Supplied passage:
The same goes for oil exploration companies, they have large binary outcomes and the base rate of success is low.
After the negative filtering, 133 companies remained. The second part of the filtering process is applying a positive filter, inspired by the Piotroski F score but focusing on metrics that I consider more important. I also fix what is, in my opinion, a limitation of the F score in that some of its metrics focus only on 2-year results.
For positive filtering, I am looking for companies that are easy to understand, quality, have contracts (literal or metaphorical) and are cheap. If the stock meets my metric, it gets a +1, if it doesn’t it gets a 0 and if its too expensive it gets a -1. Lets go through this metrics one by one.
Easy to understand is the simplest metric – a company qualifies if I understand its business model on first reading. This doesn’t mean that complex companies are bad, they will however rank lower in my screen and be researched later on. I am looking for the one-foot hurdles that Buffett often talks about.
The next metric is quality. This is composed of three sub metrics:
- Normal ROE ≥ 10%
- Stable operating margins: Coefficient of variation of operating margins over a long term representative time must be ≤ 25%. Here I am looking for some measure of predictability
- Not excessively leveraged. Net debt/EBITDA ≤ 2
For each of these metrics, the stock either gets a +1 if it is met or a 0 if it isn’t.
The next metric I look for is a company with contracts. I wrote about this briefly here, here and here. Essentially I am looking for a company with literal or metaphorical contracts with its customers. A company needs to have some kind of contract with its customers before you can assume cash flows are sustainable. When initially analysing a company, it is difficult to tell if it has contracts. However, some signs that I look out for are: a company with a niche product and a long operating history, a key supplier to highly regulated industries like chemicals, defense, aerospace, nuclear, energy production, food industry etc. If it isn’t immediately obvious that the company has some kind of contract it gets a 0 on this point. This is updated if further research shows otherwise. I am once again looking for obvious one-foot hurdles and focusing on companies that have some sort of contract with their customers.
The final metric is price. How cheap is the stock? Here, each stock can get a -1 if it is too expensive, 0 if it is fairly priced and +1 if it is cheap. What do I mean by cheap and too expensive? EV/EBITDA < 10 is cheap. For a fast growing company, I can accept higher multiples however my absolute limit is EV/EBITDA = 20. EBITDA numbers are always normalised.

Information supplied:
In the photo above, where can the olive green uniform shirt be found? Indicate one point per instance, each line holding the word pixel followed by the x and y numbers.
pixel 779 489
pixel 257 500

Your task:
Repeat the stock-screening passage word for word, starting at "For positive filtering, I" and ending at "one by one.". The data comes from a separate source unrelated to the passage.

Result of the exercise:
For positive filtering, I am looking for companies that are easy to understand, quality, have contracts (literal or metaphorical) and are cheap. If the stock meets my metric, it gets a +1, if it doesn’t it gets a 0 and if its too expensive it gets a -1. Lets go through this metrics one by one.